— start of RECORDS —
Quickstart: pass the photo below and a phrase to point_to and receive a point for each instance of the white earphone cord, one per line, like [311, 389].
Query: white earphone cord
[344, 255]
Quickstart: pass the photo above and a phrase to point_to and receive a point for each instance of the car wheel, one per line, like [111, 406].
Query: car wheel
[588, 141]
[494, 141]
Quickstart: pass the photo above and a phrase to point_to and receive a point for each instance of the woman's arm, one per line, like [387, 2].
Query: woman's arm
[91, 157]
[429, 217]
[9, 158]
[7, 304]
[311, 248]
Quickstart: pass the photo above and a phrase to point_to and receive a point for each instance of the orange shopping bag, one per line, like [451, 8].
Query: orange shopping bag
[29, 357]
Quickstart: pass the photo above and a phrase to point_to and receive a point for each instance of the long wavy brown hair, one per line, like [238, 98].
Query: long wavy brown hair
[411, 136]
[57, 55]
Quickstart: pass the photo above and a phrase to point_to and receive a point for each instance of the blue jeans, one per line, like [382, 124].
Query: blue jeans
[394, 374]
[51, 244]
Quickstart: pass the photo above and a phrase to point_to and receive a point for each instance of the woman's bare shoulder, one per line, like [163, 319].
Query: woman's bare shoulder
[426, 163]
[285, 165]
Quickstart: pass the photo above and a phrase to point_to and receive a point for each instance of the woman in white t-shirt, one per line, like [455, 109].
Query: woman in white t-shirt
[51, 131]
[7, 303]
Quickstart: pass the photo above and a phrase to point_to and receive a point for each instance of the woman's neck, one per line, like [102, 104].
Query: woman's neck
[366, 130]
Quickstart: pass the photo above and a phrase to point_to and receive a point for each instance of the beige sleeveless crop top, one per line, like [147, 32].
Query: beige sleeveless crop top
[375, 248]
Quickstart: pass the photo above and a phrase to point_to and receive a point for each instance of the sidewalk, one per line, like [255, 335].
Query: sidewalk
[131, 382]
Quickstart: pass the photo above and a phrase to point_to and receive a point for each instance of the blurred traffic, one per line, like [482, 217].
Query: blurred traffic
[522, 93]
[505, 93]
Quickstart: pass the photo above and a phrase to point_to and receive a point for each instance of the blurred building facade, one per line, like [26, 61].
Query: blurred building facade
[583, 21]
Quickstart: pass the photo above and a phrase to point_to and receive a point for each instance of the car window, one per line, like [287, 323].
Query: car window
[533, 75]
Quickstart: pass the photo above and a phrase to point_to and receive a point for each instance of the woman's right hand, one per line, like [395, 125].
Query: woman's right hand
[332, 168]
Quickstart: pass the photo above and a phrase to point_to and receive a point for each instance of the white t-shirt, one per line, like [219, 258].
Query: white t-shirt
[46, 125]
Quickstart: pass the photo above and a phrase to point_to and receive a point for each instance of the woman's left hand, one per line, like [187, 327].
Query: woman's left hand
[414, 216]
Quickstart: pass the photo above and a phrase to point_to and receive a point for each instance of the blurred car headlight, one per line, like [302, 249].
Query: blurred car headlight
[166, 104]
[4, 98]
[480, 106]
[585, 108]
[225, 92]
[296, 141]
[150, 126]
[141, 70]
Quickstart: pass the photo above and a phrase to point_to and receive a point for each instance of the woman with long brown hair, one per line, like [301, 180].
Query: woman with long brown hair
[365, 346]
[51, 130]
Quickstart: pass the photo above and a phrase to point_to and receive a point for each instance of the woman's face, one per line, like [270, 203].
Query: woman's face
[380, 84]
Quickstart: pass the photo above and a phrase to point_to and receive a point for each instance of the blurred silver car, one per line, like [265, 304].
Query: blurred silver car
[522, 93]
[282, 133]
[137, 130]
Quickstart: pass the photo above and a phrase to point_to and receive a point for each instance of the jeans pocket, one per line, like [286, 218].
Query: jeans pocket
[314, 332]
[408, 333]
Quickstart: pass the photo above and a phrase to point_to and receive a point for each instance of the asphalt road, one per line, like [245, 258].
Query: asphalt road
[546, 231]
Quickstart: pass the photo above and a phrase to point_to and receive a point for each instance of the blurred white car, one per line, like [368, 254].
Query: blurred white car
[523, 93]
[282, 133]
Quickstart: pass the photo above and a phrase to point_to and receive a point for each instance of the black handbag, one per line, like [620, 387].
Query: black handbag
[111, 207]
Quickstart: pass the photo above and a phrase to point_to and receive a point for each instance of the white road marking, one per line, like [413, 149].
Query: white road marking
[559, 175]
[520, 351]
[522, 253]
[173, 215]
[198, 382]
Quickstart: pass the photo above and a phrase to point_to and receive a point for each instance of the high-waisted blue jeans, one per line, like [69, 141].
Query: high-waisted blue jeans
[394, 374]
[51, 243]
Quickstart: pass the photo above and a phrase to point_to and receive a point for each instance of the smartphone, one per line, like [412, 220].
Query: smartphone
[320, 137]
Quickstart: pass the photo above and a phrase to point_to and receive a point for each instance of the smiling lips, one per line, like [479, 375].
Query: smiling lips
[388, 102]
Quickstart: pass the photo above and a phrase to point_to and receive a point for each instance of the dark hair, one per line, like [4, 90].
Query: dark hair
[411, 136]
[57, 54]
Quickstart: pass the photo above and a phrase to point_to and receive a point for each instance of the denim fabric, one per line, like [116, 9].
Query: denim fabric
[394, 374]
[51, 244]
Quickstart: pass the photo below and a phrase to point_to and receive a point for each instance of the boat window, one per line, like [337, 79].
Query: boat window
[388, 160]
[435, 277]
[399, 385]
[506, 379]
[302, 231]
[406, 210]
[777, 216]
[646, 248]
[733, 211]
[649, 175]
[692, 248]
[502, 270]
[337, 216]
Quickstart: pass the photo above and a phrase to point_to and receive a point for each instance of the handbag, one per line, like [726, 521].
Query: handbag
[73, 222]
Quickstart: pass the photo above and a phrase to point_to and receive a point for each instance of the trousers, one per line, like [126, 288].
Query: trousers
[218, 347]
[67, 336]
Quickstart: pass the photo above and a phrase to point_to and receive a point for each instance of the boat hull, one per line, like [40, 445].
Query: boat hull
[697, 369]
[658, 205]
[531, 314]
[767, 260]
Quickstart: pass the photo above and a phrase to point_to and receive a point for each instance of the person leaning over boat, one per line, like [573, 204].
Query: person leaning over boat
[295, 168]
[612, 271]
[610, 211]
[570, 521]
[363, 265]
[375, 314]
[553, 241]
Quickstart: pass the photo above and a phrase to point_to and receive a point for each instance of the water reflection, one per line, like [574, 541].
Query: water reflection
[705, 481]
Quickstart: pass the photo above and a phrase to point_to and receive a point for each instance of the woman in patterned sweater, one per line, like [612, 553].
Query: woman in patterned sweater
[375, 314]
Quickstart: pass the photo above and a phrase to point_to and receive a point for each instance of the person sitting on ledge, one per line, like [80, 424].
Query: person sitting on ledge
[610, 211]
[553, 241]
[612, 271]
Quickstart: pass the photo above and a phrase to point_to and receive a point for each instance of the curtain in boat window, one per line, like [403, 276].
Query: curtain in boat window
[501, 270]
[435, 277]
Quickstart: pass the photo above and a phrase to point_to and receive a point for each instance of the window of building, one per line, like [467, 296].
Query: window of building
— end of RECORDS —
• SHORT EXERCISE
Render all of the lines above as a numbered list, omitting any blank lines.

• REPLY TO THE TASK
1. Quickstart: pass the photo below and a phrase to point_to and receive a point for each instance of the white earphone cord, one per line, like [311, 389].
2. Query: white earphone cord
3. [344, 255]
4. Quickstart: pass the photo above and a phrase to point_to and receive a point for each instance of the car wheel, one per line, like [111, 406].
5. Query: car wheel
6. [588, 141]
7. [494, 141]
8. Quickstart: pass the photo above and a phrase to point_to and receive a point for each instance of the woman's arm, one per line, like [387, 2].
9. Query: woman's arm
10. [91, 157]
11. [429, 217]
12. [9, 158]
13. [7, 304]
14. [311, 248]
15. Quickstart: pass the photo above and a phrase to point_to and receive a point for each instance of the orange shopping bag, one per line, like [451, 8].
16. Query: orange shopping bag
17. [29, 357]
18. Quickstart: pass the photo above and a phrase to point_to and receive a point for each instance of the long wavy brown hair, one per line, like [238, 98].
19. Query: long wavy brown hair
20. [411, 136]
21. [57, 55]
22. Quickstart: pass the photo above and a phrase to point_to and receive a point for each instance of the blue jeans, one per line, like [382, 124].
23. Query: blue jeans
24. [394, 374]
25. [51, 244]
26. Quickstart: pass the photo above and a phrase to point_to and receive a point for each instance of the woman's bare shoulder, one per line, like [163, 319].
27. Query: woman's bare shoulder
28. [426, 163]
29. [285, 165]
30. Quickstart: pass the photo above and a phrase to point_to and receive a point for each instance of the woman in white t-shirt, one per line, like [455, 109].
31. Query: woman in white t-shirt
32. [51, 131]
33. [7, 303]
34. Quickstart: pass the photo above and a phrase to point_to and receive a point for each instance of the woman's neck, one per line, like [102, 104].
35. Query: woman's neck
36. [366, 130]
37. Quickstart: pass the photo above and a phrase to point_to and receive a point for each instance of the beige sleeveless crop top, one per line, like [147, 32].
38. Query: beige sleeveless crop top
39. [375, 248]
40. Quickstart: pass the photo above and a phrase to point_to and receive a point for each instance of the sidewalk, one per line, like [255, 335].
41. Query: sidewalk
42. [131, 382]
43. Quickstart: pass the photo above and a phrase to point_to and receive a point for each instance of the blurred traffic, one per line, like [482, 217].
44. Query: blurred traffic
45. [522, 93]
46. [505, 93]
47. Quickstart: pass the photo above and a phrase to point_to and receive a point for each instance of the blurred building facade, one per line, like [26, 61].
48. Query: blurred building facade
49. [583, 21]
50. Quickstart: pass the photo above and a phrase to point_to and receive a point for each instance of the car window, one per line, like [287, 323].
51. Query: car window
52. [533, 75]
53. Quickstart: pass the photo above and a phrase to point_to and receive a point for each instance of the woman's right hand, one per line, like [395, 125].
54. Query: woman's right hand
55. [332, 168]
56. Quickstart: pass the photo above and a phrase to point_to and receive a point for each instance of the white t-shirt, one per line, like [219, 258].
57. Query: white t-shirt
58. [46, 125]
59. Quickstart: pass the photo above and a phrase to point_to and receive a point for each instance of the woman's left hand, one per line, like [187, 327].
60. Query: woman's left hand
61. [414, 216]
62. Quickstart: pass the photo above and a phrase to point_to and receive a point for each instance of the blurred car headlight, one per line, like [302, 249].
63. Query: blurred car headlight
64. [166, 104]
65. [4, 98]
66. [480, 106]
67. [585, 108]
68. [225, 92]
69. [296, 141]
70. [150, 126]
71. [141, 70]
72. Quickstart: pass the photo above and a phrase to point_to and receive a point for each instance of the woman with long brown hair, one per line, like [301, 180].
73. Query: woman with long brown hair
74. [365, 346]
75. [51, 130]
76. Quickstart: pass the photo above and a phrase to point_to and receive a point for each instance of the woman's face, one per line, like [270, 203].
77. Query: woman's face
78. [380, 84]
79. Quickstart: pass the photo above and a phrase to point_to and receive a point for each instance of the blurred silver car, one per line, like [265, 304].
80. Query: blurred silver car
81. [522, 93]
82. [282, 133]
83. [137, 130]
84. Quickstart: pass the photo above and a phrase to point_to and receive a point for each instance of the jeans pocket, one per line, like [286, 218].
85. Query: jeans pocket
86. [314, 332]
87. [408, 333]
88. Quickstart: pass the photo above and a phrase to point_to and receive a point for each instance of the asphalt road, one per line, like [245, 258].
89. Query: asphalt road
90. [546, 231]
91. Quickstart: pass the photo above and a phrase to point_to and receive a point for each instance of the blurred white car, one per line, like [368, 254].
92. Query: blurred white car
93. [523, 93]
94. [282, 133]
95. Quickstart: pass the photo above and a phrase to point_to and receive a point for each instance of the black handbag, one per line, like [620, 387].
96. Query: black handbag
97. [111, 207]
98. Quickstart: pass the photo above and a phrase to point_to and receive a point for each instance of the white road marking, one per line, like [413, 149].
99. Query: white road marking
100. [559, 175]
101. [520, 351]
102. [522, 253]
103. [173, 215]
104. [198, 382]
105. Quickstart: pass the photo above and a phrase to point_to and receive a point for each instance of the high-waisted blue jeans, one per line, like [69, 141].
106. Query: high-waisted blue jeans
107. [394, 374]
108. [51, 243]
109. Quickstart: pass the photo above and a phrase to point_to and receive a point for each instance of the smartphone, one per line, like [412, 220].
110. Query: smartphone
111. [320, 137]
112. Quickstart: pass the photo above and a phrase to point_to and receive a point for each instance of the smiling lips, one per line, like [479, 375].
113. Query: smiling lips
114. [388, 102]
115. Quickstart: pass the photo above and a phrase to point_to and receive a point for each instance of the dark hair, one per line, like [4, 90].
116. Query: dark hair
117. [411, 136]
118. [57, 54]
119. Quickstart: pass the photo above and a phrase to point_to and receive a point for each instance of the denim fabric, one per line, like [116, 9].
120. Query: denim fabric
121. [394, 374]
122. [51, 244]
123. Quickstart: pass the photo below and a phrase to point_to and receive a point for each instance of the boat window, one per line, like [337, 79].
124. Query: boat window
125. [388, 160]
126. [435, 277]
127. [399, 385]
128. [506, 379]
129. [302, 231]
130. [406, 210]
131. [777, 216]
132. [646, 248]
133. [733, 211]
134. [649, 175]
135. [692, 248]
136. [502, 270]
137. [337, 216]
138. Quickstart: pass the photo above and a phrase to point_to and receive a point for each instance of the handbag, one per line, like [726, 521].
139. Query: handbag
140. [73, 222]
141. Quickstart: pass the photo above and a phrase to point_to and receive a point for each instance of the trousers, one per line, like [126, 288].
142. Query: trousers
143. [218, 347]
144. [67, 336]
145. Quickstart: pass the photo above and a phrase to point_to and receive a point for each instance of the boat hull, one per line, like [40, 445].
146. Query: boat hull
147. [697, 369]
148. [658, 205]
149. [531, 314]
150. [767, 260]
151. Quickstart: pass the photo above and a phrase to point_to and receive a point for each instance of the person leaning over boat, one per line, like [573, 204].
152. Query: person leaning over boat
153. [295, 168]
154. [612, 271]
155. [610, 211]
156. [570, 521]
157. [363, 265]
158. [375, 314]
159. [553, 241]
160. Quickstart: pass the photo above and a phrase to point_to and receive a point for each instance of the water reflection, one per line, like [574, 541].
161. Query: water reflection
162. [705, 481]
163. Quickstart: pass the photo above and a phrase to point_to and receive a point for each instance of the woman in patterned sweater, one per line, like [612, 553].
164. Query: woman in patterned sweater
165. [375, 314]
166. Quickstart: pass the photo above and a phrase to point_to and receive a point for each instance of the person sitting on ledge, one per line, like [80, 424].
167. Query: person sitting on ledge
168. [610, 211]
169. [553, 241]
170. [612, 271]
171. Quickstart: pass the photo above and a phrase to point_to and receive a point for each instance of the curtain in boat window, one per line, like [403, 276].
172. Query: curtain in boat window
173. [501, 270]
174. [435, 277]
175. Quickstart: pass the photo above and a phrase to point_to and receive a point for each instance of the window of building, one per line, like [467, 296].
176. Query: window of building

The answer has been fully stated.